Below are some entries; write out each one of them exactly.

[Entries supplied Boundary: Start]

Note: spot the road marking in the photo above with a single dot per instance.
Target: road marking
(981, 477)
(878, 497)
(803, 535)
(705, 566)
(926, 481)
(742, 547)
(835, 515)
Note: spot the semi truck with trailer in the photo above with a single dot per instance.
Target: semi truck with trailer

[Entries supplied Boundary: End]

Solution below:
Note: spot the road marking in the photo above with a single dot per instance.
Target: road marking
(981, 477)
(878, 497)
(803, 535)
(705, 566)
(926, 481)
(742, 547)
(835, 515)
Note: spot the semi truck with trailer in the photo above with a single dot per instance.
Target: semi truck with trailer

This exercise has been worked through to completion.